[Start of Attachment]

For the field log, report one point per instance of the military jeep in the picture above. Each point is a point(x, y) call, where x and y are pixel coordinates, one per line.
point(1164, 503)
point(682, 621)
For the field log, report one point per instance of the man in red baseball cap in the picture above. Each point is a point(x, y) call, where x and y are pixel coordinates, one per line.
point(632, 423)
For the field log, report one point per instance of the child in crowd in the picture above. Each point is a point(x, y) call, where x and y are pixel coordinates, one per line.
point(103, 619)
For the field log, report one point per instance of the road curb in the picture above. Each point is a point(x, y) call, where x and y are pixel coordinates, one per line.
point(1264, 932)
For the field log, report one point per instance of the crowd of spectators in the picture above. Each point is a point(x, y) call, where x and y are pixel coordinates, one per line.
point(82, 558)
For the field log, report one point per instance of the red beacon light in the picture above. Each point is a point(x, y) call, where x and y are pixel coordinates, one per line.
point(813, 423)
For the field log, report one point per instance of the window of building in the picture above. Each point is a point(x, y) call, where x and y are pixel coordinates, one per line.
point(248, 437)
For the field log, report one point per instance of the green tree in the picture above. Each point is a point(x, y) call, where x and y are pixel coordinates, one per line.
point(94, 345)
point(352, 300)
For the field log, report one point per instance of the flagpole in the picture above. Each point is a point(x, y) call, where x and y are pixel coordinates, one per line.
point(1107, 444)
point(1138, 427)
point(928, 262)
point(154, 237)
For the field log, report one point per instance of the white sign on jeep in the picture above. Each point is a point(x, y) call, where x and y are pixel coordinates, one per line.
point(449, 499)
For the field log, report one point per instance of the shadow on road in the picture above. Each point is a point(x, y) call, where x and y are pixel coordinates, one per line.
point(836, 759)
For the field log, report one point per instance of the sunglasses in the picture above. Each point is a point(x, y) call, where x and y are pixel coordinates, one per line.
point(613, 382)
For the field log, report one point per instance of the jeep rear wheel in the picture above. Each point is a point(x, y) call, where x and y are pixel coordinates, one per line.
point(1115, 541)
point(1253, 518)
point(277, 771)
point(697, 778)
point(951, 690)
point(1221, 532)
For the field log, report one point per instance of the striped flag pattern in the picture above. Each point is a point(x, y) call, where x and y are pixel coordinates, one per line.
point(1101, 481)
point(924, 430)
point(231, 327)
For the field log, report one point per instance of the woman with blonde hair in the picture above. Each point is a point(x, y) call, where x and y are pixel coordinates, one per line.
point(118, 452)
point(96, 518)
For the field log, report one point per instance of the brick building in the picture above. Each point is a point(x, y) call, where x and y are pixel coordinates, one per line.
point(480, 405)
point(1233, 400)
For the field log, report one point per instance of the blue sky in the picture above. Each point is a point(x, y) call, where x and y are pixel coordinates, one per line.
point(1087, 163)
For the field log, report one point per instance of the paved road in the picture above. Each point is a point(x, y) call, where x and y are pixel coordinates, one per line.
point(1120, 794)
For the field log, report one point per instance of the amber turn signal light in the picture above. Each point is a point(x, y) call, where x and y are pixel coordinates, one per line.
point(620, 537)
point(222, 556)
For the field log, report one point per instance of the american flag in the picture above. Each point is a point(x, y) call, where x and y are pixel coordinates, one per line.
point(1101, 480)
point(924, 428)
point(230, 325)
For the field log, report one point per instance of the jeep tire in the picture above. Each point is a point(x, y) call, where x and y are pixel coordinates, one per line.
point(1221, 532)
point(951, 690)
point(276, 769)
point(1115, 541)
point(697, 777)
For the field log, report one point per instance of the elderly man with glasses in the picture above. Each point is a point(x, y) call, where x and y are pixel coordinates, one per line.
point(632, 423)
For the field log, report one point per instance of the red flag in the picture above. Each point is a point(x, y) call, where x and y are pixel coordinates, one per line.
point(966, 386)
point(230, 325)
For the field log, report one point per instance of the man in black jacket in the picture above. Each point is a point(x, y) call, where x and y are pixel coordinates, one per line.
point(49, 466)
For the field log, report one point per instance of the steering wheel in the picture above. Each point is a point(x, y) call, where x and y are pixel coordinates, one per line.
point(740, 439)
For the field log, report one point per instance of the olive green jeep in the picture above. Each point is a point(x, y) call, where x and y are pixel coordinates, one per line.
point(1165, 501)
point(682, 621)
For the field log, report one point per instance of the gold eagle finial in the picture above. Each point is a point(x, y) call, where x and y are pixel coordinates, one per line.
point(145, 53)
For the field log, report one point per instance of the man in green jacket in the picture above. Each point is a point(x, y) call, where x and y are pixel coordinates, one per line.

[End of Attachment]

§ What is being asked
Your task is to repeat the data exactly; please include every line.

§ The answer
For the field log, report one point per instance of the military jeep in the picture above. Each point is a point(x, y) call, where x and y are pixel coordinates, one per line.
point(1164, 503)
point(682, 621)
For the field log, report one point per instance of the man in red baseball cap in the picture above. Each point is a point(x, y) call, where x and y are pixel coordinates, one per line.
point(632, 423)
For the field log, report one point per instance of the child in crowd in the picture above. Each point is a point(x, y) call, where x and y are pixel coordinates, one per line.
point(103, 619)
For the field log, report one point per instance of the road curb in the picture above. Each point is a point(x, y) call, where x and y are pixel coordinates, one per line.
point(1264, 932)
For the field log, report one point per instance of the crowd of spectators in the picture above. Each point is a point(x, y) call, where x and y are pixel coordinates, one per line.
point(82, 558)
For the field log, report one point per instance of the red beacon light in the picture above. Each point is a point(x, y) call, where x and y are pixel coordinates, one per line.
point(813, 423)
For the field log, report one point per instance of the window of building in the picture above. Each point is a point(x, y) call, where x and y are pixel coordinates, one per line.
point(248, 437)
For the field log, report one point per instance of the green tree in the picture above. Each point is a point(x, y) call, where x and y are pixel coordinates, one per line.
point(94, 345)
point(352, 300)
For the field log, report one point per instance of the flagpole in the picture above. Each point is a point(x, y) call, where x and y are pixel coordinates, one per line.
point(1107, 444)
point(1138, 427)
point(928, 262)
point(154, 237)
For the field log, report one point per instance of the white sign on jeep in the picture above. Each point is a point(x, y) call, where x and y are pixel coordinates, one per line.
point(449, 499)
For the field log, report one point per instance of the shadow on road in the picture above. Each point is a point(x, y) call, where x and y are pixel coordinates, one per line.
point(836, 759)
For the field log, report one point per instance of the sunglasses in the picture above. Each point is a point(x, y) call, where x and y are pixel coordinates, one per line.
point(613, 382)
For the field log, report one point per instance of the jeep rear wheel in the picture above. Each point is a point(x, y) call, where x and y are pixel coordinates, one per line.
point(1115, 541)
point(1253, 518)
point(277, 771)
point(697, 778)
point(951, 690)
point(1221, 532)
For the field log, report one point per instance of the striped flag pattern in the picture above. Each point is a point(x, y) call, where x and y are pixel coordinates, one per line.
point(1101, 481)
point(924, 430)
point(231, 327)
For the field log, report one point per instance of the woman with blonde hair in the picture above. Each point is a point(x, y) call, where x and y are pixel coordinates, one per line.
point(118, 452)
point(96, 518)
For the field log, report one point per instance of the brick building in the picture above. Each point is a point(x, y) call, where x and y are pixel coordinates, one per line.
point(480, 405)
point(1233, 400)
For the field log, report one point per instance of the blue sky in the picture above. Each point is a point(x, y) call, where x and y are pixel coordinates, one per line.
point(1087, 163)
For the field log, report one point per instance of the paved road in the picture above. Each point is a point(x, y) call, where x and y are pixel coordinates, one per line.
point(1120, 794)
For the field log, report one point per instance of the amber turn signal light in the picture above. Each point is a point(x, y) call, where x and y are pixel coordinates, one per line.
point(620, 537)
point(222, 556)
For the field log, report one point per instance of the american flag in the picture above. Each point is a point(x, y) call, where x and y are pixel coordinates, one per line.
point(1101, 480)
point(924, 428)
point(230, 325)
For the field log, report one point per instance of the jeep tire in the picture above. Each point is a point(x, y) call, where x and y are pixel coordinates, one per line.
point(1221, 532)
point(951, 690)
point(276, 769)
point(1115, 541)
point(697, 777)
For the field log, report one point per instance of the elderly man with glasses in the picture above. Each point is a point(x, y) call, where x and y are pixel coordinates, one per line.
point(632, 423)
For the field log, report one point per instance of the red flag in the picture above. Each point is a point(x, y) call, where x and y are pixel coordinates, one per line.
point(966, 386)
point(230, 325)
For the field log, report one point per instance of the man in black jacket in the picture above. Each point is a point(x, y) call, where x and y are pixel coordinates, one per line.
point(49, 466)
For the field log, report one point per instance of the steering wheel in the picture above. Each point is a point(x, y) call, where x and y are pixel coordinates, one per line.
point(740, 439)
For the field log, report one point per instance of the olive green jeep in the picture above. Each point is a point(x, y) call, where x and y are pixel coordinates, one per line.
point(1165, 501)
point(682, 621)
For the field log, report one point per instance of the gold eagle finial in the picture above. Each point is a point(x, y) call, where x and y are pixel coordinates, one per line.
point(145, 53)
For the field log, report one point per instance of the man in green jacket in the picture above. Each point is a point(x, y) call, where x and y are pixel coordinates, one per line.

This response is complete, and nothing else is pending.